What to do: In the records that follow, how many lines contain the word "like"? Give only that figure.
Data supplied Start Marker
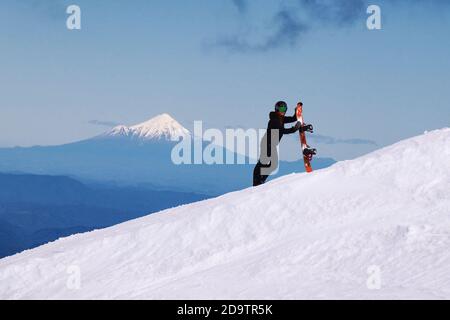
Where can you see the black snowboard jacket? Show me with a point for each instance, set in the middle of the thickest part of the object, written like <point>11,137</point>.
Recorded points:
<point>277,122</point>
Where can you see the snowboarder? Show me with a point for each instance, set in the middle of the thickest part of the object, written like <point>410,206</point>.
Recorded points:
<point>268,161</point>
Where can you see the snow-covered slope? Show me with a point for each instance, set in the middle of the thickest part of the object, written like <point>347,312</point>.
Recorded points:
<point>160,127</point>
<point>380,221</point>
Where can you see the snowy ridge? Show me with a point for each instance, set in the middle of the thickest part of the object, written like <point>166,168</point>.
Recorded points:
Data supplied End Marker
Data supplied Start Marker
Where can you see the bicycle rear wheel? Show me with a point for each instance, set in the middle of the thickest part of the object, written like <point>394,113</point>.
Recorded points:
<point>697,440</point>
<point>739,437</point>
Data supplied End Marker
Data supplied Start Marker
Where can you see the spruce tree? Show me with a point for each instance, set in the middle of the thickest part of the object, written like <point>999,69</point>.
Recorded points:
Data supplied End Marker
Result for this task: 6